**Texte extrait**
- - - -

M. Emmanuel Arago. C'est pour une motion d'ordre, et une motion d'ordre a toujours la priorité.

M. le comte de Kératry. Messieurs, la dignité du pays, la dignité de la Chambre, qui est le seul pouvoir qui représente la nation, veut que nous soyons gardés, non par des gardes de Paris et par des sergents de ville, mais par la garde nationale. (Rumeurs. - Oui ! oui ! à gauche.)

Je m'étonne donc que M. le comte de Palikao, ministre de la guerre, ait donné des ordres contraires à ceux du général Trochu, et, par conséquent, je suis obligé de dire que M. le ministre de la guerre a forfait à ses devoirs. (Vive approbation à gauche.)

Au centre et à droite. Allons donc !

Une voix : A l'ordre !

S. Exc. M. le général comte de Palikao, ministre de la guerre. Messieurs, je désire que personne ne manque à ses devoirs plus que moi, et je vais vous expliquer, monsieur le député, la position qui est faite à M. le général Trochu et celle qui m'est faite à moi.

M. le comte de Kératry. J'ai parlé au nom de l'opposition.

M. le ministre de la guerre. L'opposition !... Je ne connais pas d'opposition dans cette Chambre, je ne connais que des députés.

Au centre. Très bien ! très bien !

- - - -

**Exercice**
Réécrivez plus brièvement le paragraphe du texte extrait qui commence par « Je m'étonne donc que » en conservant ses faits principaux.

- - - -

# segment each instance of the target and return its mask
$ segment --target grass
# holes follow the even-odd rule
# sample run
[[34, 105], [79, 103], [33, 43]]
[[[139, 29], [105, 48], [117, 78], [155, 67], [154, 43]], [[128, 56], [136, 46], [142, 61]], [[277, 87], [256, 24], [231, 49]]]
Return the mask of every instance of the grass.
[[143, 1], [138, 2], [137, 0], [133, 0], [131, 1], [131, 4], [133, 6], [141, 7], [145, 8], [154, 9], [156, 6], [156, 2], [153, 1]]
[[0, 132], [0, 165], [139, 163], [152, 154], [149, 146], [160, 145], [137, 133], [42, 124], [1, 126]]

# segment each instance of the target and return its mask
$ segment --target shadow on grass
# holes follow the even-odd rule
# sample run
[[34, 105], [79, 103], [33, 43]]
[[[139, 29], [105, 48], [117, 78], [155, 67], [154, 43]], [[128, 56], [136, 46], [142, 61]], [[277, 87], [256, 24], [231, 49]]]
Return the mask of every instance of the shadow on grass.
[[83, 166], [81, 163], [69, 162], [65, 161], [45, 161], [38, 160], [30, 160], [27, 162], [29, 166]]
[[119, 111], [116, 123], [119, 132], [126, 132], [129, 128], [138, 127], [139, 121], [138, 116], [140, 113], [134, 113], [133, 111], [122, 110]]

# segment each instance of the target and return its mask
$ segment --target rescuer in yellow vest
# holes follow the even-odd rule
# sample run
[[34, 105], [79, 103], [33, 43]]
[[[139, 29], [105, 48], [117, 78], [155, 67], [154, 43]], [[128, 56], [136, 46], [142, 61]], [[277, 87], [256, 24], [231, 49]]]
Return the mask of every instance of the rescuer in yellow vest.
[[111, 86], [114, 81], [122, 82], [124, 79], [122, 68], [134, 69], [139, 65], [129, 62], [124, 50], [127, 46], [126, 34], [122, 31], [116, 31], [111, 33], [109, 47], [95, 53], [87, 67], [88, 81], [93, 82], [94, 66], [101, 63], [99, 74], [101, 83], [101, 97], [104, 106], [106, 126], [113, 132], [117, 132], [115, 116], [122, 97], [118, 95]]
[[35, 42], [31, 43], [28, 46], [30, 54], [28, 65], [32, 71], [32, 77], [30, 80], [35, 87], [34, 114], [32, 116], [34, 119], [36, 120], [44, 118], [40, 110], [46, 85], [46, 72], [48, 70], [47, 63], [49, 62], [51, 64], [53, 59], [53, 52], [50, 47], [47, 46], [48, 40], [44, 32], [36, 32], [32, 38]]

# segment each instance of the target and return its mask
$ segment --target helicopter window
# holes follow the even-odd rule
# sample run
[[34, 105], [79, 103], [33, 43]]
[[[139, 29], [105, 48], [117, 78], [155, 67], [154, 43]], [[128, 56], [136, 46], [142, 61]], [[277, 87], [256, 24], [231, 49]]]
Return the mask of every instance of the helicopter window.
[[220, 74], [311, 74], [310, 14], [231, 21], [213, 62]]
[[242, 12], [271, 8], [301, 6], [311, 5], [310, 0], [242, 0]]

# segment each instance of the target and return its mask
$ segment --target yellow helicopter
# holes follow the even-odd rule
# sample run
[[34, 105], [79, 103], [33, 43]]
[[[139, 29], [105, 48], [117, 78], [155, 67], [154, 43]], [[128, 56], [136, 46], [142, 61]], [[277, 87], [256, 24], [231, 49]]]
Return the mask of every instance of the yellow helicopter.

- - - -

**Résultat de l'exercice**
Le comte de Palikao, ministre de la guerre, a donné des ordres contraires à ceux du général Trochu. L'orateur en conclut qu'il a forfait à ses devoirs, et la gauche l'approuve vivement.